▸ Extracted information:
________________________________________

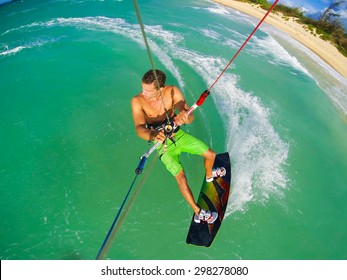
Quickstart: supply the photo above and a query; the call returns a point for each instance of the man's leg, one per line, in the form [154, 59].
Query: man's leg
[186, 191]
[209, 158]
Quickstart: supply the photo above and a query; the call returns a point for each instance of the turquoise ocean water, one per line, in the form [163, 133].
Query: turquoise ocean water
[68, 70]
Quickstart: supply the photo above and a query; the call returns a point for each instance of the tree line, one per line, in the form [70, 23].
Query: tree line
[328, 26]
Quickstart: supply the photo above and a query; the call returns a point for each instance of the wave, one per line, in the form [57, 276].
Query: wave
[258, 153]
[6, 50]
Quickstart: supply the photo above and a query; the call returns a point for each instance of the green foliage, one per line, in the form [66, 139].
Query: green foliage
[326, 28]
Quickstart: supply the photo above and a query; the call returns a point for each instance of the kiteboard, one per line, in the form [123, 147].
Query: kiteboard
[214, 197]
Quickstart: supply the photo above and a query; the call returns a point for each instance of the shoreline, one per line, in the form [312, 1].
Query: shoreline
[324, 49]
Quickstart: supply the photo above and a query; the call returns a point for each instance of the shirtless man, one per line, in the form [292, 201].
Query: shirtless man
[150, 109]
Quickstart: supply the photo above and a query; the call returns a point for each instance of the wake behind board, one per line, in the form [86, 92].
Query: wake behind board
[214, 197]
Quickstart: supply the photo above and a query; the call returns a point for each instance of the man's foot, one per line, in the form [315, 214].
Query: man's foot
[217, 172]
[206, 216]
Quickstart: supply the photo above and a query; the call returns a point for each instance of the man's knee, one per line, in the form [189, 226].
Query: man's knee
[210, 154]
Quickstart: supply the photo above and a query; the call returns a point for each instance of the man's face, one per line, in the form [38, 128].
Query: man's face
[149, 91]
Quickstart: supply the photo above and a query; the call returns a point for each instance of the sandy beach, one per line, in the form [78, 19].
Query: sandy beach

________________________________________

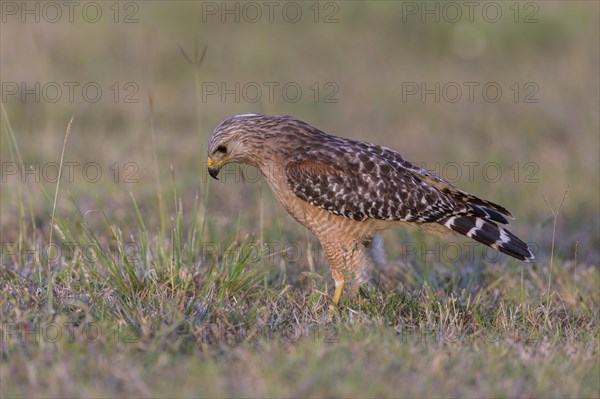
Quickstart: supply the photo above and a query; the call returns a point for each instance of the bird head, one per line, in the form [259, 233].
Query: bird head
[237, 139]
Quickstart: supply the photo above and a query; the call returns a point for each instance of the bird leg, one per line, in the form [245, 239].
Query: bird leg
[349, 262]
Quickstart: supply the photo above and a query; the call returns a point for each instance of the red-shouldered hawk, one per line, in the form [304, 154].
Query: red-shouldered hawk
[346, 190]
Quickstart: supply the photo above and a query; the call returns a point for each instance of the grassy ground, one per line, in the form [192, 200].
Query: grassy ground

________________________________________

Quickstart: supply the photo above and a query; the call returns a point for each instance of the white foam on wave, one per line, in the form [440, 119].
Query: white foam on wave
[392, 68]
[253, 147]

________________________________________

▸ Description of the task:
Rewrite the records from the line that contains "form [304, 154]." through the line that contains "Query: grassy ground", replacing "red-shouldered hawk" with "perched raptor" and leaving everything else unchanged.

▸ Answer:
Quickstart: supply the photo above and a query; the call returns a point for each instance of the perched raptor, one per line, in the form [304, 154].
Query: perched raptor
[346, 190]
Quickstart: supply the photo above and a query; the call returns a point for each instance of the grassy ground, one per line, in the form [192, 200].
Query: grassy ground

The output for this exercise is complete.